-- START OF Source --
Re: [PATCH] perf/bpf: Don't call bpf_overflow_handler() for tracing events

Kyle Huey <me@xxxxxxxxxxxx> · Mon, 15 Jul 2024 07:33:57 -0700

On Mon, Jul 15, 2024 at 4:12 AM Peter Zijlstra <peterz@xxxxxxxxxxxxx> wrote:
>
> On Sat, Jul 13, 2024 at 10:32:07PM +0200, Jiri Olsa wrote:
> > On Fri, Jul 12, 2024 at 09:46:45PM -0700, Kyle Huey wrote:
> > > The regressing commit is new in 6.10. It assumed that anytime event->prog
> > > is set bpf_overflow_handler() should be invoked to execute the attached bpf
> > > program. This assumption is false for tracing events, and as a result the
> > > regressing commit broke bpftrace by invoking the bpf handler with garbage
> > > inputs on overflow.
> > >
> > > Prior to the regression the overflow handlers formed a chain (of length 0,
> > > 1, or 2) and perf_event_set_bpf_handler() (the !tracing case) added
> > > bpf_overflow_handler() to that chain, while perf_event_attach_bpf_prog()
-- END OF Source --
-- START OF Entries shown --
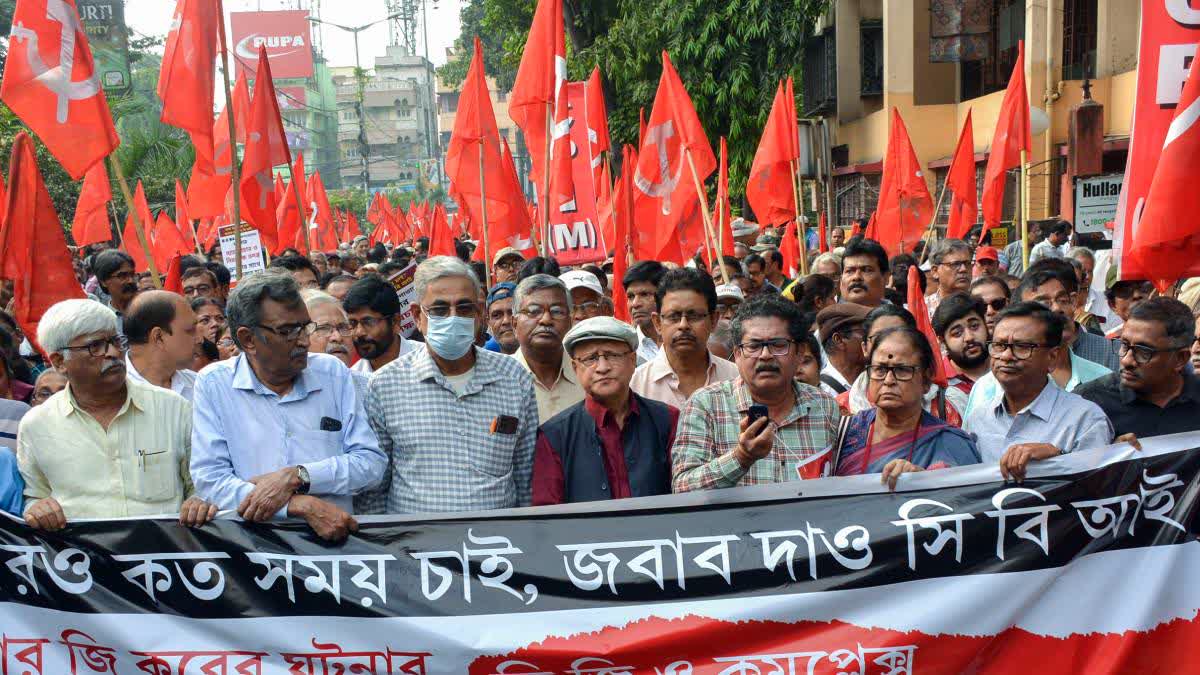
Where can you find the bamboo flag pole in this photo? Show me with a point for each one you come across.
(706, 215)
(1025, 211)
(233, 150)
(483, 208)
(137, 220)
-- END OF Entries shown --
Challenges
**A)** List every function name in the perf/bpf patch thread that is written with a pair of parentheses after it.
**B)** Continue the perf/bpf patch thread from the point where it stops.

Answers for this exercise
**A)** bpf_overflow_handler(), perf_event_set_bpf_handler(), perf_event_attach_bpf_prog()

**B)**
> > > (the tracing case) did not. Both set event->prog. The chain of overflow
> > > handlers was replaced by a single overflow handler slot and a fixed call to
> > > bpf_overflow_handler() when appropriate. This modifies the condition there
> > > to include !perf_event_is_tracing(), restoring the previous behavior and
> > > fixing bpftrace.
> > >
> > > Signed-off-by: Kyle Huey <khuey@xxxxxxxxxxxx>
> > > Reported-by: Joe Damato <jdamato@xxxxxxxxxx>
> > > Fixes: f11f10bfa1ca ("perf/bpf: Call BPF handler directly, not through overflow machinery")
> > > Tested-by: Joe Damato <jdamato@xxxxxxxxxx> # bpftrace
> > > Tested-by: Kyle Huey <khuey@xxxxxxxxxxxx> # bpf overflow handlers
> > > ---
> > >  kernel/events/core.c | 11 ++++++++++-
> > >  1 file changed, 10 insertions(+), 1 deletion(-)
> > >
> > > diff --git a/kernel/events/core.c b/kernel/events/core.c
> > > index 8f908f077935..f0d7119585dc 100644
> > > --- a/kernel/events/core.c
> > > +++ b/kernel/events/core.c
> > > @@ -9666,6 +9666,8 @@ static inline void perf_event_free_bpf_handler(struct perf_event *event)
> > >   * Generic event overflow handling, sampling.
> > >   */
> > >
> > > +static bool perf_event_is_tracing(struct perf_event *event);
> > > +
> > >  static int __perf_event_overflow(struct perf_event *event,
> > >                              int throttle, struct perf_sample_data *data,
> > >                              struct pt_regs *regs)
> > > @@ -9682,7 +9684,9 @@ static int __perf_event_overflow(struct perf_event *event,
> > >
> > >     ret = __perf_event_account_interrupt(event, throttle);
> > >
> > > -   if (event->prog && !bpf_overflow_handler(event, data, regs))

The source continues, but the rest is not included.